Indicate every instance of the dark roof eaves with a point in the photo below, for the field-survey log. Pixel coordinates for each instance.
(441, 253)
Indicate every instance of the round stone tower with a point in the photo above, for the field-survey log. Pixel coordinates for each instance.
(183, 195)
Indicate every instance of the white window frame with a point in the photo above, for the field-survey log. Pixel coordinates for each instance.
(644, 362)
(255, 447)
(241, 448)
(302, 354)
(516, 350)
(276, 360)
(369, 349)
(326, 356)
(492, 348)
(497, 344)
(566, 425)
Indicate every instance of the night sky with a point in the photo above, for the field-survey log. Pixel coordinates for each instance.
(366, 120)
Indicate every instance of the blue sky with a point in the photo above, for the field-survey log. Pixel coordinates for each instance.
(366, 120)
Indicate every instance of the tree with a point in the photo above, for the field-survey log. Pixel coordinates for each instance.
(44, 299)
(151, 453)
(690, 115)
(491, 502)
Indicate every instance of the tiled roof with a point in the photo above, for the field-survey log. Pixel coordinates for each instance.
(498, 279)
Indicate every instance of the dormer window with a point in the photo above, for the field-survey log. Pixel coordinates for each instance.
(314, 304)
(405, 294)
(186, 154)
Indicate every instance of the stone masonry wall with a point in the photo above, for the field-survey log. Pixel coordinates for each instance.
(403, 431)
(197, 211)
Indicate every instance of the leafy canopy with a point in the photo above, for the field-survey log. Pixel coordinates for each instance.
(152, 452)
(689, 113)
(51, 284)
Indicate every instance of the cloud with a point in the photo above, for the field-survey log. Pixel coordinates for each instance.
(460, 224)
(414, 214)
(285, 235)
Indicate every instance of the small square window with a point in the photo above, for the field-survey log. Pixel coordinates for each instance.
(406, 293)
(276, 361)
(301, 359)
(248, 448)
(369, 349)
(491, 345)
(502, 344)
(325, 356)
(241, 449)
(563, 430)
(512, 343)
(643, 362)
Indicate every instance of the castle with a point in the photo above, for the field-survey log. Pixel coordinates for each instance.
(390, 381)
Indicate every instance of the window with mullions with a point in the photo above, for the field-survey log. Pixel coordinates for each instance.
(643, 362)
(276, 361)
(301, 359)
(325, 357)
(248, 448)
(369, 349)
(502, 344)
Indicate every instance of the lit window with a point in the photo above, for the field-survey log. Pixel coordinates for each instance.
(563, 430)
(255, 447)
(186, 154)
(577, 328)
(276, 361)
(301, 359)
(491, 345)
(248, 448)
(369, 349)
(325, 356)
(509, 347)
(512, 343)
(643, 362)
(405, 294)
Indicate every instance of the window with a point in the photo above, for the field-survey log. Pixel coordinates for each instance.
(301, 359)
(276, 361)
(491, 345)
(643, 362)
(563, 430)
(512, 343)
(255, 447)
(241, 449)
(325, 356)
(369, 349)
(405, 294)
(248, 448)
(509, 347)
################
What needs to be done:
From the line containing "Indicate every instance of the window with a" down to the last line of the material, each line is to be retyped exactly; no other lines belong in the answer.

Task result:
Indicate every instance of the window with a point in the photo above, for the field-survey log. Pixel coordinates for each instance.
(301, 359)
(276, 361)
(491, 345)
(643, 362)
(563, 430)
(512, 343)
(255, 447)
(241, 449)
(325, 356)
(369, 349)
(405, 294)
(248, 448)
(509, 347)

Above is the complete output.